ASSIGNMENT:
Without the images, write out the entries word for word.

RECORDS SUPPLIED:
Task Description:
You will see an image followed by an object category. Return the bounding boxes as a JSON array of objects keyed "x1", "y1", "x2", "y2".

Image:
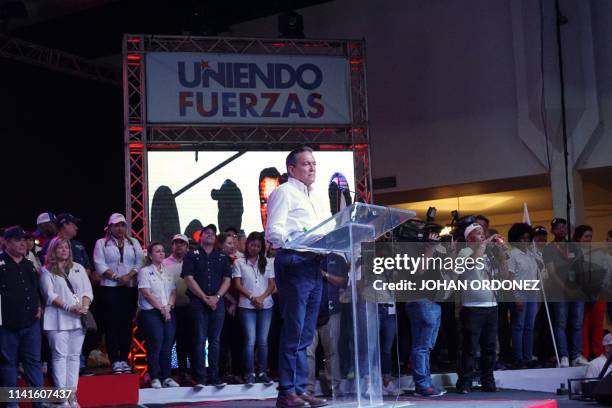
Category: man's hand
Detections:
[
  {"x1": 36, "y1": 306, "x2": 42, "y2": 319},
  {"x1": 118, "y1": 274, "x2": 132, "y2": 286},
  {"x1": 203, "y1": 295, "x2": 218, "y2": 310}
]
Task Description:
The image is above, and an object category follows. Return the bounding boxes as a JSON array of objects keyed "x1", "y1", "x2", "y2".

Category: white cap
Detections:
[
  {"x1": 36, "y1": 212, "x2": 54, "y2": 225},
  {"x1": 464, "y1": 223, "x2": 484, "y2": 240},
  {"x1": 172, "y1": 234, "x2": 189, "y2": 244},
  {"x1": 107, "y1": 213, "x2": 127, "y2": 226},
  {"x1": 603, "y1": 333, "x2": 612, "y2": 346}
]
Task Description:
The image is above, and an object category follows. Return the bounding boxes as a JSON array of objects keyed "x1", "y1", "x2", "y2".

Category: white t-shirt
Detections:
[
  {"x1": 585, "y1": 354, "x2": 612, "y2": 378},
  {"x1": 138, "y1": 264, "x2": 176, "y2": 310},
  {"x1": 232, "y1": 256, "x2": 275, "y2": 309}
]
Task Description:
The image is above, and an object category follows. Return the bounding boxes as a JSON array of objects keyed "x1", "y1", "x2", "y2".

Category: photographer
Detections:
[{"x1": 455, "y1": 223, "x2": 509, "y2": 394}]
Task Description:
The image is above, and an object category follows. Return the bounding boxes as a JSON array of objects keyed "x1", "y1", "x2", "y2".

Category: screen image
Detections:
[{"x1": 147, "y1": 150, "x2": 355, "y2": 247}]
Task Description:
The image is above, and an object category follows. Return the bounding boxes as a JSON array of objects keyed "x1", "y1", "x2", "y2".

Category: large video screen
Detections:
[{"x1": 147, "y1": 150, "x2": 355, "y2": 247}]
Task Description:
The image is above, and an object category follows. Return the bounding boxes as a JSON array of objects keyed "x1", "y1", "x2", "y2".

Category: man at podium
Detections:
[{"x1": 265, "y1": 146, "x2": 329, "y2": 408}]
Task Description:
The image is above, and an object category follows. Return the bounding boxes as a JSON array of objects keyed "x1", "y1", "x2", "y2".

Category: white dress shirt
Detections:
[
  {"x1": 232, "y1": 256, "x2": 275, "y2": 309},
  {"x1": 138, "y1": 263, "x2": 176, "y2": 310},
  {"x1": 40, "y1": 262, "x2": 94, "y2": 331},
  {"x1": 265, "y1": 176, "x2": 328, "y2": 249},
  {"x1": 93, "y1": 236, "x2": 144, "y2": 287},
  {"x1": 162, "y1": 255, "x2": 189, "y2": 307}
]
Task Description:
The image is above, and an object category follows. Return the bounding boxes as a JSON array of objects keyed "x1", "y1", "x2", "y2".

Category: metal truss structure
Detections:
[
  {"x1": 0, "y1": 33, "x2": 120, "y2": 85},
  {"x1": 123, "y1": 34, "x2": 371, "y2": 373}
]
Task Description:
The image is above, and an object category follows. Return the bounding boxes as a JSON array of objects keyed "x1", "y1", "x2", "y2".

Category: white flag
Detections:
[{"x1": 523, "y1": 202, "x2": 531, "y2": 225}]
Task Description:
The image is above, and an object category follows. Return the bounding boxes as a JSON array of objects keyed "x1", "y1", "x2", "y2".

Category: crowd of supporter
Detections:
[{"x1": 0, "y1": 210, "x2": 611, "y2": 405}]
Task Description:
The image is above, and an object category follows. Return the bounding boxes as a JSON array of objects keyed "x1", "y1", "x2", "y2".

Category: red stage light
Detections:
[{"x1": 127, "y1": 54, "x2": 141, "y2": 61}]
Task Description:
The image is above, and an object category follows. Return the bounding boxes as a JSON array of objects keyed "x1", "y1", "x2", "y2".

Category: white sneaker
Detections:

RESPONSE TO THE TASK:
Task Description:
You will see an image followed by an object category. Return the bounding boxes as a JSON array of objects keyed "x1", "y1", "x2", "y2".

Image:
Category: man's hand
Detections:
[
  {"x1": 36, "y1": 306, "x2": 42, "y2": 319},
  {"x1": 118, "y1": 274, "x2": 132, "y2": 286},
  {"x1": 203, "y1": 295, "x2": 218, "y2": 310}
]
Task Description:
The image is above, and an object category follows. Return the bounding boxes as a JSON array of objects keyed "x1", "y1", "x2", "y2".

Category: white cap
Detections:
[
  {"x1": 36, "y1": 212, "x2": 54, "y2": 225},
  {"x1": 464, "y1": 223, "x2": 484, "y2": 240},
  {"x1": 172, "y1": 234, "x2": 189, "y2": 244},
  {"x1": 107, "y1": 213, "x2": 127, "y2": 226},
  {"x1": 603, "y1": 333, "x2": 612, "y2": 346}
]
Task Description:
The image is above, and an object category follows. Return the bounding boxes as a JSON array of objects keyed "x1", "y1", "x2", "y2".

Category: white t-shirt
Detections:
[
  {"x1": 585, "y1": 354, "x2": 612, "y2": 378},
  {"x1": 138, "y1": 264, "x2": 176, "y2": 310},
  {"x1": 232, "y1": 256, "x2": 275, "y2": 309}
]
Task Description:
The image is above, and an object category follows. Return the bounding boxes as a JSON array of objects keyed "x1", "y1", "x2", "y2".

Category: photographer
Detections:
[{"x1": 455, "y1": 223, "x2": 509, "y2": 394}]
Task Description:
The image is above, and an object category follows. Return the bounding boxes as a JSON array of objects keyed "x1", "y1", "x2", "y2".

Category: screen image
Detections:
[{"x1": 147, "y1": 150, "x2": 355, "y2": 247}]
Task Description:
The image is above, and an object category follows. Return the bounding boxes as a JSON array of objects keyed "x1", "y1", "x2", "y2".

Category: large video screen
Detections:
[{"x1": 147, "y1": 150, "x2": 355, "y2": 247}]
Task Description:
The image is above, and an object category follows. Return the bounding boxes as a JSON array of objects keyed "x1", "y1", "x2", "y2".

Category: man at podium
Detections:
[{"x1": 265, "y1": 146, "x2": 329, "y2": 408}]
Task Description:
The image is above, and an object category follows. Return the bounding boxes as a JSON array of objects keyed "x1", "y1", "x2", "y2".

Category: white dress shirt
Detections:
[
  {"x1": 232, "y1": 256, "x2": 275, "y2": 309},
  {"x1": 138, "y1": 263, "x2": 176, "y2": 310},
  {"x1": 40, "y1": 262, "x2": 94, "y2": 331},
  {"x1": 265, "y1": 176, "x2": 328, "y2": 249},
  {"x1": 93, "y1": 236, "x2": 144, "y2": 287},
  {"x1": 162, "y1": 255, "x2": 189, "y2": 307}
]
Task Description:
The image is above, and an object category follows. Return the bounding boxes as a JSON array of objects keyed "x1", "y1", "x2", "y2".

Category: metal truss structure
Detections:
[
  {"x1": 0, "y1": 33, "x2": 120, "y2": 85},
  {"x1": 123, "y1": 34, "x2": 371, "y2": 373}
]
Task Description:
The image is above, and an object category follows. Return the bounding boxes as a JSON array of objects keyed "x1", "y1", "x2", "y2".

Category: white flag
Detections:
[{"x1": 523, "y1": 202, "x2": 531, "y2": 225}]
Task Description:
The image is above, and an object category follows. Return the bounding boxes as a JSON array of objects keyed "x1", "y1", "x2", "y2".

Category: crowd of supporter
Detections:
[{"x1": 0, "y1": 210, "x2": 611, "y2": 405}]
Task Description:
The image is above, and an object category follows. Return the bounding boxes as a JSON array of objects keyed "x1", "y1", "x2", "y2".

Category: red stage light
Detections:
[{"x1": 127, "y1": 54, "x2": 141, "y2": 61}]
Task Description:
The image is above, and an object category follows. Return the bounding boxes as a JSON array of objects keyed "x1", "y1", "x2", "y2".

Category: white sneaker
Detections:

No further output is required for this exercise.